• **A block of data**

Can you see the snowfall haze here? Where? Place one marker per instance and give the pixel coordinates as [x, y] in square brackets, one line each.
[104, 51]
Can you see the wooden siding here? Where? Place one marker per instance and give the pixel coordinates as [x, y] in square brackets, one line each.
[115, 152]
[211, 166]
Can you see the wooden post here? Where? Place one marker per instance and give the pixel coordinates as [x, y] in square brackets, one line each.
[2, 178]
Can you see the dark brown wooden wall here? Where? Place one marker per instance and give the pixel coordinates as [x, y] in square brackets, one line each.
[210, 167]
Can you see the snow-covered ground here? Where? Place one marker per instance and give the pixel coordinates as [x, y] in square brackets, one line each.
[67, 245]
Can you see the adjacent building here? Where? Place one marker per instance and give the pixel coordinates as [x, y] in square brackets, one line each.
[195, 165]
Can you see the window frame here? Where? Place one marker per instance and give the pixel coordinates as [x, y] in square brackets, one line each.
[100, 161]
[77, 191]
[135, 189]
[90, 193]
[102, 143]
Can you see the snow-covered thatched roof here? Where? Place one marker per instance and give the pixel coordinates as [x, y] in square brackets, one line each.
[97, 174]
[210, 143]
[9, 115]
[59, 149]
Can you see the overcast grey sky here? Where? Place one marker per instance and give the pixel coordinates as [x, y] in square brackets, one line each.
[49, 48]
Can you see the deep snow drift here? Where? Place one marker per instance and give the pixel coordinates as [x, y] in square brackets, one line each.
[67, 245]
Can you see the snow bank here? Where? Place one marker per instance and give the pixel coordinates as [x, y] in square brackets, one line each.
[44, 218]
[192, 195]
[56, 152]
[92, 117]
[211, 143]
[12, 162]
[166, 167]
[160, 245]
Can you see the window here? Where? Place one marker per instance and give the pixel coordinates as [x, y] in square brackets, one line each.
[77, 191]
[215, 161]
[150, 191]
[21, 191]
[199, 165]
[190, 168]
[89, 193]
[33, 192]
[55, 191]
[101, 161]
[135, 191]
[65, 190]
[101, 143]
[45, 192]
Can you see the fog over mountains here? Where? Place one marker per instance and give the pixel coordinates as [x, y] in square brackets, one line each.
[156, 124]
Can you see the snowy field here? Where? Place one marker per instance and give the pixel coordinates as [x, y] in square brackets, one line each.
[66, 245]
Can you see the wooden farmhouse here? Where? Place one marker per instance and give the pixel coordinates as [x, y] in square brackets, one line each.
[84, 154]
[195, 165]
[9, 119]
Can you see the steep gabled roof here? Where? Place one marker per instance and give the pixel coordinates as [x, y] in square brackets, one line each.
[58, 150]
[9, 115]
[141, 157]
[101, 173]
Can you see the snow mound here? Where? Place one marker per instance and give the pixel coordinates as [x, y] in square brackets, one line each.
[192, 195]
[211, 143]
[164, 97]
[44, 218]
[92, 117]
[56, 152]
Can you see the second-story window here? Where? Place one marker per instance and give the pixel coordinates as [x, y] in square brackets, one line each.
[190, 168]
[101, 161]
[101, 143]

• **THE EXERCISE**
Write the entire listing out again, word for word.

• **RESPONSE TO THE EXERCISE**
Can you see the snowfall haze here? Where? Place one marker per instance and give the pixel coordinates as [x, y] in square brackets, one line each.
[104, 51]
Can you see the wooden siding here? Where? Place one marker per instance and give the pixel coordinates as [x, y] in square brackets, one line each.
[115, 152]
[211, 166]
Can you see the wooden post here? Where? Place one marker per instance and give the pixel coordinates as [x, y] in square brackets, one line each.
[2, 178]
Can you see the dark brown wooden wall here? Where? Place one marker per instance and give the pixel coordinates as [x, y] in square brackets, one line each.
[210, 167]
Can you see the snow-covered ground here? Where? Place one marker per instance and give the pixel coordinates as [x, y] in square brackets, one line each.
[67, 245]
Can you see the adjacent building here? Where? Place one marker per instance and give the pixel coordinates as [x, y] in square brackets, one line each.
[195, 165]
Can you see the window frame here? Where? Place one marker per instance and give the pixel coordinates as [x, y] in square brackets, one line each.
[100, 161]
[77, 191]
[135, 189]
[90, 193]
[102, 143]
Can you see the snow-covered thatched roof here? Where? Place one marker per instance and give the pixel coordinates as [x, y] in square brackets, one line each.
[97, 174]
[210, 143]
[9, 115]
[59, 149]
Can you see the overcast grey sky here? Where? Place one marker per instance and give the pixel coordinates as [x, y] in square brackets, one line each.
[49, 48]
Can you see the deep snow drift here? Where? Place one marker per instance and give the pixel coordinates as [x, y] in square brackets, one line each.
[67, 245]
Can you see the snow bank here? Where? Place one marker per instance and give the pixel coordinates as [x, y] in square brackets, one line each.
[44, 218]
[192, 195]
[56, 152]
[92, 117]
[211, 143]
[12, 162]
[166, 167]
[160, 245]
Can you see the window here? Where? Place one marker per instance and give the pixel coordinates as [x, y] in square brackets, one line each.
[77, 191]
[215, 161]
[150, 191]
[21, 191]
[199, 165]
[190, 168]
[89, 193]
[33, 192]
[55, 191]
[101, 161]
[135, 191]
[65, 190]
[101, 143]
[45, 192]
Can you see the fog over mountains here? Where? Place one marker per instance and give the pixel coordinates as [x, y] in square brackets, one line each.
[156, 124]
Can you see the snowy field here? Where? Place one marker per instance and give the pixel coordinates as [x, y] in square brackets, one line each.
[66, 245]
Can you see the wooden farmhouse here? Where? Place one marker per instance and give the pixel coordinates as [x, y] in square brackets, one line each.
[84, 154]
[195, 165]
[9, 119]
Can you see the steep gabled roof here? Where? Place one marker per instance and give the pixel coordinates as [x, y] in square brackets, one line each.
[58, 150]
[9, 115]
[141, 157]
[101, 173]
Can you see the snow mound here? Where? Place one marker per instance and give the pixel coordinates as [x, y] in square brackets, one line each.
[192, 195]
[211, 143]
[164, 97]
[44, 218]
[92, 117]
[56, 152]
Can you see the second-story window here? Where? Place one marker per instance and give the pixel coordinates as [x, y] in square brackets, one line each.
[190, 168]
[101, 161]
[101, 143]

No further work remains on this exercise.